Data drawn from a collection
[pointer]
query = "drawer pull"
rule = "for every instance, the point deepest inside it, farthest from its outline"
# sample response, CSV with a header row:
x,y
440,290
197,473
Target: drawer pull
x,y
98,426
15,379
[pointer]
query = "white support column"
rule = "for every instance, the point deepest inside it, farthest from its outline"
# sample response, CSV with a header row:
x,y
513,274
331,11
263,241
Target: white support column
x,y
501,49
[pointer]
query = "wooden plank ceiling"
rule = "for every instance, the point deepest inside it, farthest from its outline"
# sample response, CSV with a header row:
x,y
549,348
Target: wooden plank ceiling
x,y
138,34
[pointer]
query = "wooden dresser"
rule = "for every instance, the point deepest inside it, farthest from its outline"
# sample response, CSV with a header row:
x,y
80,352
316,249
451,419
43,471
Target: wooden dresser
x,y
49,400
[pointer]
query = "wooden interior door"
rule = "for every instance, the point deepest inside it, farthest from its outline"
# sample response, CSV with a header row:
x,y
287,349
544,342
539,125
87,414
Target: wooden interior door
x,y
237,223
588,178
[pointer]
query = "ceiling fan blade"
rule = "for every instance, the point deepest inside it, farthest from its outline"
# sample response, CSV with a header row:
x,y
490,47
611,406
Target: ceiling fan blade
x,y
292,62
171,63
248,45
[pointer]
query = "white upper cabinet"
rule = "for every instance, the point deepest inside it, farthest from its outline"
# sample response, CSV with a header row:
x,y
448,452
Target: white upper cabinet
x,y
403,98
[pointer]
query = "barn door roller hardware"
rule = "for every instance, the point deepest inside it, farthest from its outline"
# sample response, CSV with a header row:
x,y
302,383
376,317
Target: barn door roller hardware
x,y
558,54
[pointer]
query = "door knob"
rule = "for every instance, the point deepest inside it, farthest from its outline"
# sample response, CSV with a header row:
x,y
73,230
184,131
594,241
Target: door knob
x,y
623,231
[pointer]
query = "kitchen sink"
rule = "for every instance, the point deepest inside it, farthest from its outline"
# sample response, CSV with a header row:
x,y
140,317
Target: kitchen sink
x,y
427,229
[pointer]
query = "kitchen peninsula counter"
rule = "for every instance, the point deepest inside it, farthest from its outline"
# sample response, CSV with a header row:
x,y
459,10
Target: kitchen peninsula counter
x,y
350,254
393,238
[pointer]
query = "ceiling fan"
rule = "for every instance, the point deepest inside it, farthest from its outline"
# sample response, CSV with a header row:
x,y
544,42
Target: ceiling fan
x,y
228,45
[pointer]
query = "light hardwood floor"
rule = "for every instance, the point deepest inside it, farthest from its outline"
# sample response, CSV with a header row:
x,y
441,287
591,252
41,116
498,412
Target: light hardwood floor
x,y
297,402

Stated exercise: How many lines of the data above contain the word "wooden"? Reply with the count alone.

Completed task: 6